:: Requirement A ::
Reproduce the listing lines unchanged, beginning with the line that contains "Point out every instance of the finger" and continuing through the final line of the listing.

:: Selected extract ::
[start]

The Lagos Chamber of Commerce and Industry (LCCI) has called for a balanced approach from the federal government to ensure the proposed expatriate employment levy does not negatively impact inflows of Foreign Direct Investments (FDIs).

The advice followed the government’s announcement of an Expatriate Employment Levy (EEL) which will require firms that employ foreigners to pay $15,000 for a director and $10,000 for other employees.

The Director General of the LCCI, Mrs Chinyere Almona, speaking on Tuesday in Lagos said this call was to ensure the levy does not become an inhibition to attracting and retaining foreign investments, crucial for economic growth.

The Bola Tinubu-led government on February 27, announced the mandatory annual levy for organisations employing expatriate workers, which it rationalised is to encourage foreign companies to employ more Nigerian workers.

Mrs Almona noted that the policy is aimed at addressing wage gaps between expatriates and the Nigerian labour force while encouraging skills transfer and employment of qualified Nigerians in foreign-owned companies.

She, however, stated the need for a balanced approach to expatriate employment and its potential impact on FDI inflows.

She said while the LCCI fully supports government policies that enhance the profile of the business environment, and generate more revenue for the government, there were concerns about likely perception by foreign investors.

Mrs Almona said the perception that the Nigerian government was not accommodating to foreign workers was harmful to the country’s drive for FDI inflows.

She said the EEL might trigger the relocation of foreign companies to neighbouring countries that presented a more conducive and less expensive environment for business.

She added that the policy might likely spark retaliatory actions by other countries by imposing levies on foreigners and particularly, targeting Nigerian workers, hence, affecting diaspora remittances.

“With the drive for FDIs in Nigeria, we need a conducive business environment to attract these kinds of investments into the country.

[end]

:: Dataset ::

[start]

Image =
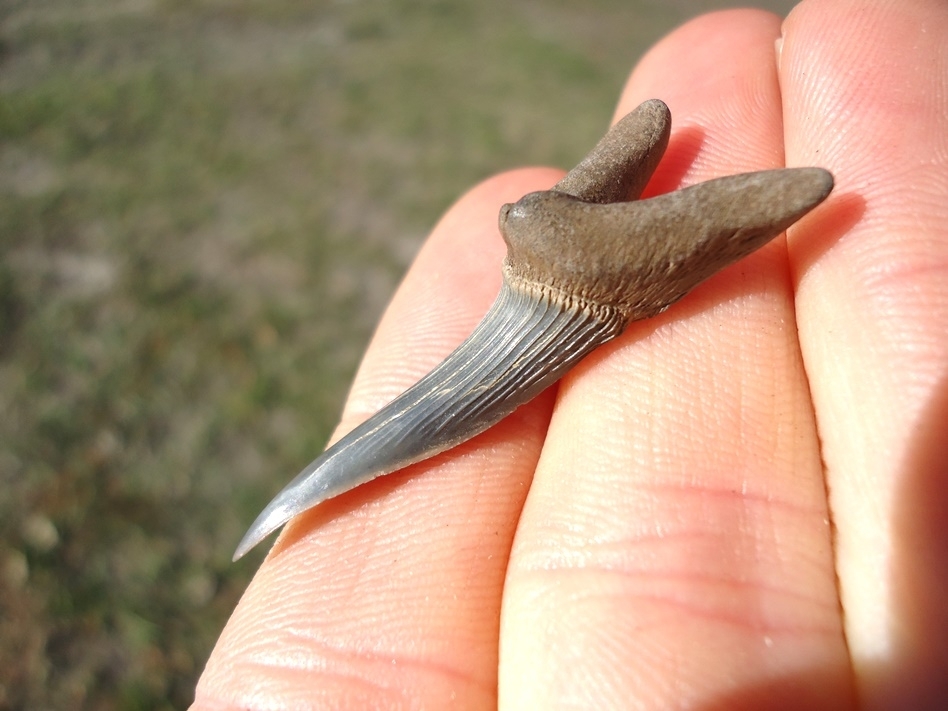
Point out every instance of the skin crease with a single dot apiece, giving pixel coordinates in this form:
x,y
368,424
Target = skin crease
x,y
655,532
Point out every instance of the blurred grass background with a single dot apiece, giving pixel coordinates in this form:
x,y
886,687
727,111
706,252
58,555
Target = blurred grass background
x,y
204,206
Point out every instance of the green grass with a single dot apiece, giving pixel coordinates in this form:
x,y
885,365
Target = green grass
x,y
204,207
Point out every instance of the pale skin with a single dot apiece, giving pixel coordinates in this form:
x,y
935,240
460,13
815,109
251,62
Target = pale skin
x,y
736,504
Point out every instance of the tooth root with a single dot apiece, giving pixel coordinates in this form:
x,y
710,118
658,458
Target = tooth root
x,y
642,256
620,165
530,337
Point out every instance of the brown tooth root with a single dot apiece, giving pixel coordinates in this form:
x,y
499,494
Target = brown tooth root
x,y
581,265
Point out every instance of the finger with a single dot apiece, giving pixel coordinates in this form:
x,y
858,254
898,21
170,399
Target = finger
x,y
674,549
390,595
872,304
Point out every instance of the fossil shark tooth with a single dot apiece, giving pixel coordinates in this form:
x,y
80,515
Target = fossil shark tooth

[end]

:: Requirement B ::
Using the article on the expatriate employment levy, decide whether each statement agrees with it. Answer yes or no for each, and quote the deciding words.
(i) Under the levy, firms would pay $15,000 for a director they employ from abroad.
(ii) The LCCI said it opposes government policies that generate more revenue.
(iii) Mrs Almona warned that other countries might respond with levies aimed at Nigerian workers.

:: Problem solution A ::
Point out every instance of the finger with a single dot apiece, giving pixel coordinates in this form:
x,y
858,254
898,21
170,399
Target = finger
x,y
674,549
390,595
872,304
Point out every instance of the fossil shark tooth with a single dot apiece, giving pixel coordinates in this form:
x,y
80,515
Target = fossil shark tooth

:: Problem solution B ::
(i) Yes: "pay $15,000 for a director and $10,000 for other employees"
(ii) No: "the LCCI fully supports government policies that enhance the profile of the business environment, and generate more revenue for the government"
(iii) Yes: "the policy might likely spark retaliatory actions by other countries by imposing levies on foreigners and particularly, targeting Nigerian workers"